抜粋文:
***

茅ヶ崎英士の日常から拒絶され、戻ることが出来ない煤ヶ谷小夜と、
茅ヶ崎英士の日常へと入り込み、彼に受け入れられた汐入玖々里。
幻想的で、幻惑的。物語は始まっているようで、まだ始まっていなかったのだ。
玖々里と英士が出会ったことで、それまでの日常は壊れた。望んだのは玖々里で、助けたのは英士。小夜は確かに英士にとって掛け替えのないヒロインなのかも知れないが、作品その物のヒロインは違うのかも知れない、そんな強い印象を受ける。
現に玖々里が登場してからの流れは、私自身が待ちわびていたということもあってか早く感じた。けど、この時点での彼女は主人公にとって日常に現れた遺物であり、いや、体験版を通して彼女は彼の核心には踏み込めないでいた。
つまり、英士の日常にいるようで、玖々里はまだ外にいるのだ。それは玖々里が小夜と出会い、自分には高い壁が存在することを実感することでも分かる。ましてや、英士は一度ならず玖々里を見捨てて、小夜を選んでいる。短いとは言えない体験版だが、製品版でもない段階で、かなり激しい心理と真意の応酬が行われていた。
玖々里は逃亡者で、端から見ても厄介ごとの塊だ。記憶喪失を主張し、美しくしなやかな身体で主人公を誘惑し、助けを求める。しかし、主人公は誘惑と別の感情から玖々里の手を取り、彼女を庇護してしまう。

***

課題の指示:
抜粋文について、次の問いに答えよ。
1. 煤ヶ谷小夜は何から拒絶されていると書かれているか。
2. 玖々里と英士の出会いにおいて、望んだのは誰で、助けたのは誰か。
3. 玖々里は自分について何を主張しているか。
ここから続く項目は、抜粋文とは関係のない別の資料である。

項目一覧:
***

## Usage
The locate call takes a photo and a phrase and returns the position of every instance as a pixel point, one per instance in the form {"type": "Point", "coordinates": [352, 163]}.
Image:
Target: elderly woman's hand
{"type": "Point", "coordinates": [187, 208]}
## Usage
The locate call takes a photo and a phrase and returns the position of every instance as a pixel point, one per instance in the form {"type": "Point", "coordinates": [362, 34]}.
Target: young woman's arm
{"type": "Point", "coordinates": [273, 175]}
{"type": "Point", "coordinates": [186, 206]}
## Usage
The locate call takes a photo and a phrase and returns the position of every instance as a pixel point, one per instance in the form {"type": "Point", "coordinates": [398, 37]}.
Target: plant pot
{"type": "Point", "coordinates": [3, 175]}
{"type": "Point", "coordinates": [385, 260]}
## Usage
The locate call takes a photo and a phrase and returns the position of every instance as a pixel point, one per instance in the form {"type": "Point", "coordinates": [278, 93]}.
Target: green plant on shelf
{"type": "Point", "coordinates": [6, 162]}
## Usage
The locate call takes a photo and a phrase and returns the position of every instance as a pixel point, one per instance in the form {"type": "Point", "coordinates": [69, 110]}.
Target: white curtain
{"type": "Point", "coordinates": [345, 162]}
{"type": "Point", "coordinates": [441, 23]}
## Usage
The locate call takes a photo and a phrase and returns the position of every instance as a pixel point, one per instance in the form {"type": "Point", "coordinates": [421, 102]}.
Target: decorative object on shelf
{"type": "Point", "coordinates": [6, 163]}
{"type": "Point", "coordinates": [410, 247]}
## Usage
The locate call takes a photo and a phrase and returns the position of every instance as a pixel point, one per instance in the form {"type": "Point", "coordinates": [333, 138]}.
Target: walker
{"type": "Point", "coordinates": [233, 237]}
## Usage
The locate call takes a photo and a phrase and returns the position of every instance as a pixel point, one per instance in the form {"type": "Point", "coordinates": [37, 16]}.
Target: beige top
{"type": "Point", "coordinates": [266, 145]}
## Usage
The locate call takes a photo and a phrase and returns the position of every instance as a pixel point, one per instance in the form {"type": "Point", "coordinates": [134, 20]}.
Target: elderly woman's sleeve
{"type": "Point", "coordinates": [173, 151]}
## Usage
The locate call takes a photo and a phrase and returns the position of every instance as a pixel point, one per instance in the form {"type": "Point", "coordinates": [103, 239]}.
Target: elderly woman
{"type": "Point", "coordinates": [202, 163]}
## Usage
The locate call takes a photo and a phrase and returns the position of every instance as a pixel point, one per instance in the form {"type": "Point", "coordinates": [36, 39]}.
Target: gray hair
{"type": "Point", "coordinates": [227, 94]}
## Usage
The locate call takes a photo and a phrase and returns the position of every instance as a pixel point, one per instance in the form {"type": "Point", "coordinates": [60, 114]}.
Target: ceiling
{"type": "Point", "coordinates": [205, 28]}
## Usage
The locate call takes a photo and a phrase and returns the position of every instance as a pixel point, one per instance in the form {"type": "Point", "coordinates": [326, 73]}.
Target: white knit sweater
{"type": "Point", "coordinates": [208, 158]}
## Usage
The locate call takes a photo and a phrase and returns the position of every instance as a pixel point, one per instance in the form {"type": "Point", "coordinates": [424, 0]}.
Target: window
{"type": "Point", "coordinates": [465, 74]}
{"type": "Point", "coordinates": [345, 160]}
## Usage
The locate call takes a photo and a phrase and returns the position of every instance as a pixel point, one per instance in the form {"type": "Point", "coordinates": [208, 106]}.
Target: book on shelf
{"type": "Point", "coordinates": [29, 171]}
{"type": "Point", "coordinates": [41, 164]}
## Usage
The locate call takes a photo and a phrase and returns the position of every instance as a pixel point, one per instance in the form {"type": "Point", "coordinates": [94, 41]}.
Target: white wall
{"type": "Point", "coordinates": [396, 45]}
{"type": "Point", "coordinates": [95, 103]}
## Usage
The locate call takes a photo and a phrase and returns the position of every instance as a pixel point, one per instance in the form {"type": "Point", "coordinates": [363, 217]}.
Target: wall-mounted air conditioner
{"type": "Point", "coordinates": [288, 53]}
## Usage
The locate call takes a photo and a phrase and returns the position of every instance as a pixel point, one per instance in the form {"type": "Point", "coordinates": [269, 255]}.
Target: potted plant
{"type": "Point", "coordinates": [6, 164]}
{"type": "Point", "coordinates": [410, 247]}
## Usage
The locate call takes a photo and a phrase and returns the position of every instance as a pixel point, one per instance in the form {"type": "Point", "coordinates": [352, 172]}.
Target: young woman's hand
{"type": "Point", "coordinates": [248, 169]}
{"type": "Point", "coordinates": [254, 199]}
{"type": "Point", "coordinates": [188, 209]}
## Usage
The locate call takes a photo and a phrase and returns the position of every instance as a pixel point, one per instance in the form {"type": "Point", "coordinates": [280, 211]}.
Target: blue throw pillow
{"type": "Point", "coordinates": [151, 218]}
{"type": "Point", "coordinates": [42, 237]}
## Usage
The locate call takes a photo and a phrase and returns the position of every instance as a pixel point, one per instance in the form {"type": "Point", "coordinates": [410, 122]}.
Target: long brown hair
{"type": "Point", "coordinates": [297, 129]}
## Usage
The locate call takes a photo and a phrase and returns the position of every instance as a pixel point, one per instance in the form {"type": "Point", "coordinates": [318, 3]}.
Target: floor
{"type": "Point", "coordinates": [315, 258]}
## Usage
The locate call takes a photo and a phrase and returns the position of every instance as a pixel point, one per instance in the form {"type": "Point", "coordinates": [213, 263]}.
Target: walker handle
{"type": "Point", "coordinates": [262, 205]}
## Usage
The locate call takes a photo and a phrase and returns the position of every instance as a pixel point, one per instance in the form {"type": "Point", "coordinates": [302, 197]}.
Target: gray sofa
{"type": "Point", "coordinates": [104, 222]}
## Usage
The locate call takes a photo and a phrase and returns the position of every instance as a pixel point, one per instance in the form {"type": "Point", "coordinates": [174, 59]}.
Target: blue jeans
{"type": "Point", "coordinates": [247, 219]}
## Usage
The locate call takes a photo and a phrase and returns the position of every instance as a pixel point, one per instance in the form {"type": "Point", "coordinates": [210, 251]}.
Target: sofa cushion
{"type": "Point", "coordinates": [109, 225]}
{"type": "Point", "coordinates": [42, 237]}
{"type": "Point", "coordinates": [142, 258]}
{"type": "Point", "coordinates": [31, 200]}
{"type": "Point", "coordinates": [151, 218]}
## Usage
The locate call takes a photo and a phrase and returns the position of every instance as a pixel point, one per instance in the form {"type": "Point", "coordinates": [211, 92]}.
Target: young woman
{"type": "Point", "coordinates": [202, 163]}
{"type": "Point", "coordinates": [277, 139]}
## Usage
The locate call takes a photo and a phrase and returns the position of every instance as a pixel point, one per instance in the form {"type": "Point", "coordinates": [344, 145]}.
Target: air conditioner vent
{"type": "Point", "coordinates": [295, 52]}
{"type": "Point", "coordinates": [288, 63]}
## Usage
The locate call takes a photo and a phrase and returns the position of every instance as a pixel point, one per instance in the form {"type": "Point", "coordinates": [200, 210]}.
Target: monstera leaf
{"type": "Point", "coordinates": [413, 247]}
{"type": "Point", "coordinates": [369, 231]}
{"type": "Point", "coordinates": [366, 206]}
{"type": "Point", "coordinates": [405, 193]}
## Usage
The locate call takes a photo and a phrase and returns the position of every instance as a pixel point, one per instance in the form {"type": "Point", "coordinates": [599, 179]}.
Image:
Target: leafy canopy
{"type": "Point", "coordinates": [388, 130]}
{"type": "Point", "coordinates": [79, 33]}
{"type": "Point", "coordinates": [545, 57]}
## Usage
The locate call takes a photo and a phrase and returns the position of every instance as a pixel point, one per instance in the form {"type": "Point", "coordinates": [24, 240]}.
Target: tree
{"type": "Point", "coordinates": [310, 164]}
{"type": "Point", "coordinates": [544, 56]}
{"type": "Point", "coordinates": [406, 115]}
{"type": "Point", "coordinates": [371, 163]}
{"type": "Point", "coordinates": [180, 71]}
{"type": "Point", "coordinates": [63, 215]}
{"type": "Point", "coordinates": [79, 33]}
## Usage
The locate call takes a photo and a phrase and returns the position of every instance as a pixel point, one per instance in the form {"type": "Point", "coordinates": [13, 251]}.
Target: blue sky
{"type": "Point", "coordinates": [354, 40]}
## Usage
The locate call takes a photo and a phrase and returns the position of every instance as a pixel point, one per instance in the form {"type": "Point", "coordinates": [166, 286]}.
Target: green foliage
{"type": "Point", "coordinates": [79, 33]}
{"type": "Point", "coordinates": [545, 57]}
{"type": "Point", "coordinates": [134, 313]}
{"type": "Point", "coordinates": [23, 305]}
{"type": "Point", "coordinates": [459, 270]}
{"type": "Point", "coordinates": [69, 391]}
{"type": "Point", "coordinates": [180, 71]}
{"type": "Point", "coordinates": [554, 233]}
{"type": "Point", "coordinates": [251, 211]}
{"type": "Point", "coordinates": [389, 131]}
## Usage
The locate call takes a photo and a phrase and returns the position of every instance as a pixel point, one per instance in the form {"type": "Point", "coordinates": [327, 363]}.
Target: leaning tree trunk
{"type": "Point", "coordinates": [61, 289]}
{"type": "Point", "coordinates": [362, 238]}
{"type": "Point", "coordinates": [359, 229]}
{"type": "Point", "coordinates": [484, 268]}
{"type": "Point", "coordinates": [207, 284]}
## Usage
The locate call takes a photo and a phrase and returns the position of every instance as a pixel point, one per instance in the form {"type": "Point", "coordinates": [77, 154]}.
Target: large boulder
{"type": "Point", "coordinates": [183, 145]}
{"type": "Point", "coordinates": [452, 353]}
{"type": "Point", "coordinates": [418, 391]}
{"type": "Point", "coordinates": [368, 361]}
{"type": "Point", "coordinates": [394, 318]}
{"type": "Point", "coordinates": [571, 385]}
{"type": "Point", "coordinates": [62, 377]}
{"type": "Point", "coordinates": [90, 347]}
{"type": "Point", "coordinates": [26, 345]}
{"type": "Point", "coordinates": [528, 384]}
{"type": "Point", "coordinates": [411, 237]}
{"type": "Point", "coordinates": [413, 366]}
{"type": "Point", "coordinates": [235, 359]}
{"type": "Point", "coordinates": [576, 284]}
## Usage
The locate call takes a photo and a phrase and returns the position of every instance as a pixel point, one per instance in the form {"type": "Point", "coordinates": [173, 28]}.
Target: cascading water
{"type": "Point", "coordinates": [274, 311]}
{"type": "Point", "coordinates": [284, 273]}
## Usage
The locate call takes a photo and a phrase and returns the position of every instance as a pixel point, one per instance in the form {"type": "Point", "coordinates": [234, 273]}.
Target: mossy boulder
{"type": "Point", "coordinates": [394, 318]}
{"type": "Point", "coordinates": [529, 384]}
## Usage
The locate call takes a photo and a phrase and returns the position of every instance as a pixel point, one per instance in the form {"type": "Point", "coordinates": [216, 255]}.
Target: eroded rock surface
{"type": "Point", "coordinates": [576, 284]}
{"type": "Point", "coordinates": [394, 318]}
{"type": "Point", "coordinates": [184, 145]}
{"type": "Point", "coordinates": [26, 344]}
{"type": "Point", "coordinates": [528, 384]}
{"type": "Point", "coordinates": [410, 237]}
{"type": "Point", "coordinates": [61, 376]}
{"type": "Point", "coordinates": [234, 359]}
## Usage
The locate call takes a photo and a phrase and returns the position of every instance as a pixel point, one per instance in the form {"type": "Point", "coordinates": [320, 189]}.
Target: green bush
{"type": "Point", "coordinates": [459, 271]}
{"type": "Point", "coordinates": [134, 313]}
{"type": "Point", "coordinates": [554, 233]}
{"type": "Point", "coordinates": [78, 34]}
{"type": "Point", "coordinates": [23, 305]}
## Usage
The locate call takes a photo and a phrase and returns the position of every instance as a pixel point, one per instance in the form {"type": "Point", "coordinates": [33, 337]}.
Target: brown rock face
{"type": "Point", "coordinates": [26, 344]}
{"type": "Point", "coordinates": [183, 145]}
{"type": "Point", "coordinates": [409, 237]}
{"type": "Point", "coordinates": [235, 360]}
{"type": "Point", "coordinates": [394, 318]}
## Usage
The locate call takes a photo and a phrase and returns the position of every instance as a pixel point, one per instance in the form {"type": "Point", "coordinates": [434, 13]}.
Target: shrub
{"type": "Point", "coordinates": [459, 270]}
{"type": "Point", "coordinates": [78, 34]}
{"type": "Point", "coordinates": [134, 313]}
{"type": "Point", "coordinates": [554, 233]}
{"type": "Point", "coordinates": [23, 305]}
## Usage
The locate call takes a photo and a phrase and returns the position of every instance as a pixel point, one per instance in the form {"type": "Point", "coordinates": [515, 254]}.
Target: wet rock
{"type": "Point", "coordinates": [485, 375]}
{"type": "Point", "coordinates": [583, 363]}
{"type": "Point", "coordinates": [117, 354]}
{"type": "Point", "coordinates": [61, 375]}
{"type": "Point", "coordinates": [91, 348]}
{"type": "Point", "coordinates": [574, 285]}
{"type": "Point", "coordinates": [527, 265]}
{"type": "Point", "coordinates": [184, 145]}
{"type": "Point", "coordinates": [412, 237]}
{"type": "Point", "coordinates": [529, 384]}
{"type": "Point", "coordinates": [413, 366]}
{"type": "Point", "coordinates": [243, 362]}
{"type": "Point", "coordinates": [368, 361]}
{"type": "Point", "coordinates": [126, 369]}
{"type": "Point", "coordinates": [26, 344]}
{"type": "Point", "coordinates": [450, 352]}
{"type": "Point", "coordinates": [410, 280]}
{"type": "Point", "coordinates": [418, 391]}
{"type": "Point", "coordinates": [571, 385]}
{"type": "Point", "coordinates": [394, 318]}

***

解答:
1. 茅ヶ崎英士の日常
2. 望んだのは玖々里で、助けたのは英士
3. 記憶喪失